*GIVEN EXERCISE A*. In the employment agreement excerpt, what title does the Company agree to maintain for the Employee?

*EXCERPT TO READ*.
[start]
Employee shall be responsible for making all required contributions to continue
Benefits during the Severance Period on the same basis as existed at the time of
the Employee's termination. Severance shall be reduced (dollar for dollar) by
any compensation and benefits Employee receives or earns during the Severance
Period from any source other than the Company including, without limitation,
salary, employee benefits, consulting fees, income from self-employment or
otherwise;
2. Employment
----------
The Company agrees to employ the Employee to render services to the Company
in an executive capacity, consistent with the typical duties and
responsibilities of an Executive Vice President with the Company, and to
maintain the Employee's title as President, Au Bon Pain Brands. Employee
understands and agrees that Employee's duties and responsibilities may change
from time to time, in the sole discretion of the Company. Effective as of the
date hereof, Employee hereby accepts such employment subject to the terms and
conditions set forth herein. Employee agrees to devote his full attention, best
talents and abilities to the job and to perform faithfully his duties and
responsibilities hereunder.
[end]
*RECORDS FOR THE TASK*.
[start]
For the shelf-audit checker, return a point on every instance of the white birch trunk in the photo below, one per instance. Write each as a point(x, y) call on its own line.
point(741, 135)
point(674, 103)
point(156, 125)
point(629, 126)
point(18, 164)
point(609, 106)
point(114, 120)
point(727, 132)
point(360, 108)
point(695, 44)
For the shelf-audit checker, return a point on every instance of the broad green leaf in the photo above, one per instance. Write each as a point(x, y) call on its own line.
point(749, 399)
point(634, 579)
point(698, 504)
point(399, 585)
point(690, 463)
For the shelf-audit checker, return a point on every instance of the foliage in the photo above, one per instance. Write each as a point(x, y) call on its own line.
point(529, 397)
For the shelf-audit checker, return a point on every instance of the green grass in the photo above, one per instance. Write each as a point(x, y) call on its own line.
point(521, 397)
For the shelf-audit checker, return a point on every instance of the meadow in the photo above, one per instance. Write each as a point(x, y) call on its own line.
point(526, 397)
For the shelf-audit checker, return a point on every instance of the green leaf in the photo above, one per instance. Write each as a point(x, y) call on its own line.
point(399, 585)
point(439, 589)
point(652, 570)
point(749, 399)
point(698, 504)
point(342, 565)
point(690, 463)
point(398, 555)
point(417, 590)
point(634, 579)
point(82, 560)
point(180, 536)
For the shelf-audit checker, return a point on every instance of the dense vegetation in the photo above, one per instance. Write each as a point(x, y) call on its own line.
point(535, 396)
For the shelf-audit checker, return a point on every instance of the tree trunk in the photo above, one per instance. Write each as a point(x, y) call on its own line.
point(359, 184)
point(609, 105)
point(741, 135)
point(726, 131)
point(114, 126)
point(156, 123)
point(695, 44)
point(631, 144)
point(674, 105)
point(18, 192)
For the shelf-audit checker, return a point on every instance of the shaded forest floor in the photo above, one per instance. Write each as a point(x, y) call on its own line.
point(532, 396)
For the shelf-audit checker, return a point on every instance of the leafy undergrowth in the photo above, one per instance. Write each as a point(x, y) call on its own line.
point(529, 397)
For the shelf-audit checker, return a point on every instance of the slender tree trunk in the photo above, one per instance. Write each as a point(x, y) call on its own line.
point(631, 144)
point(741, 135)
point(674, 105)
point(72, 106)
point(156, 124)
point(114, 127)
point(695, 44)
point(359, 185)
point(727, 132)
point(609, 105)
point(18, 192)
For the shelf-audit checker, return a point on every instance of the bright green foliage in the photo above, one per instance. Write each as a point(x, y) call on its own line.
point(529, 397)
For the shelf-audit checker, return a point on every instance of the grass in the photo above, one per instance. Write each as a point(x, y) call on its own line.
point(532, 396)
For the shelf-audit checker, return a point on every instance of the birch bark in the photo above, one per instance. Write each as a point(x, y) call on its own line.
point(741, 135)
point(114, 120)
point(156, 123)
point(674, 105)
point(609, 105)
[end]
*GIVEN EXERCISE B*. Which lines of the records contain the word "tree"? Report each of those lines in full.

*SOLUTION A*. President, Au Bon Pain Brands

*SOLUTION B*.
For the shelf-audit checker, return a point on every instance of the tree trunk in the photo above, one per instance. Write each as a point(x, y) call on its own line.
For the shelf-audit checker, return a point on every instance of the slender tree trunk in the photo above, one per instance. Write each as a point(x, y) call on its own line.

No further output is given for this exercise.